» Directions for this task: Set down every record below exactly as it stands, leaving out the pictures.

» Information given:
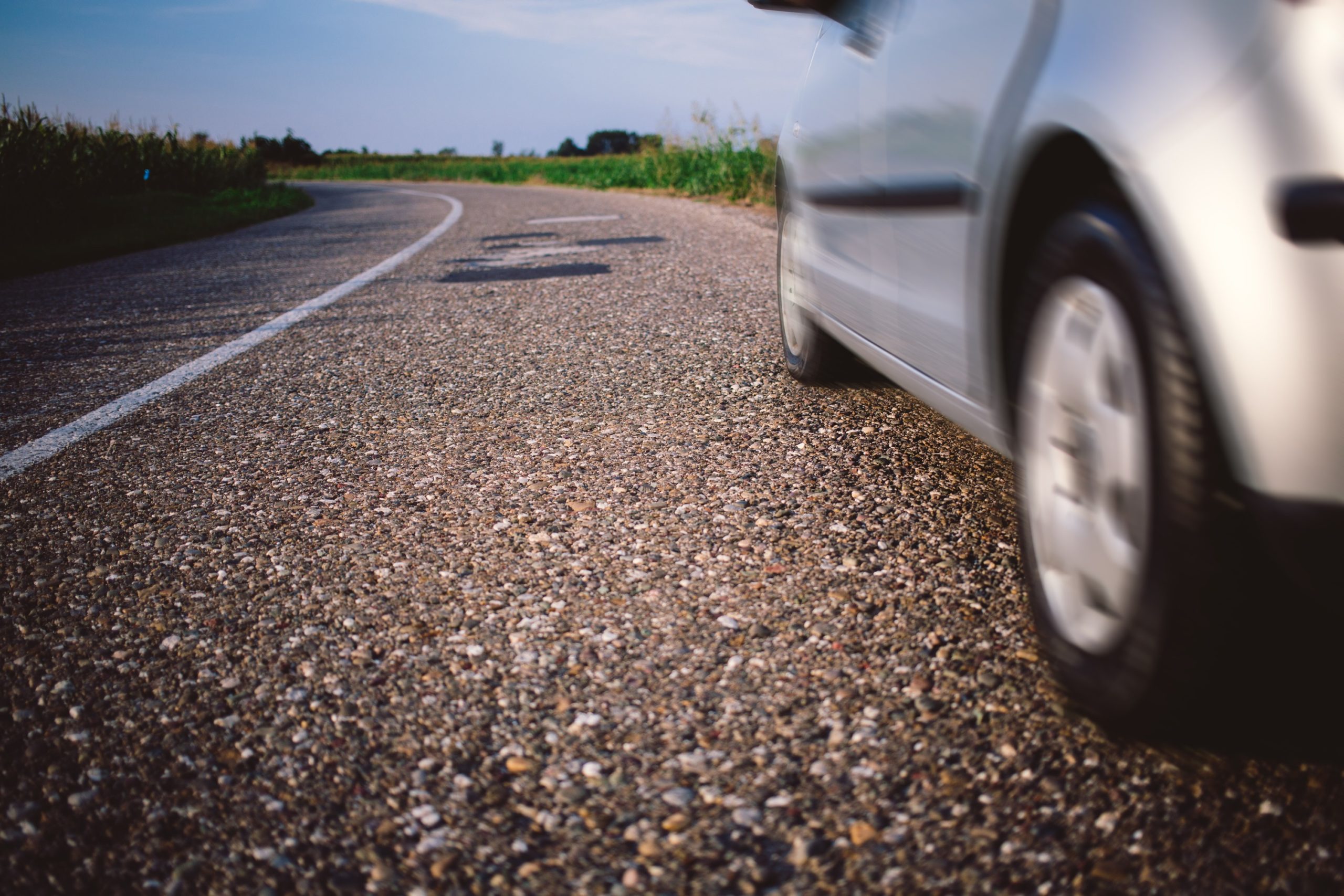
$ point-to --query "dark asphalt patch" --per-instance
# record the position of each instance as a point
(498, 275)
(537, 236)
(623, 241)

» Solution below:
$ point-to --query "dark asphalt patch" --per-instance
# record the position of each instance as a point
(498, 275)
(537, 236)
(623, 241)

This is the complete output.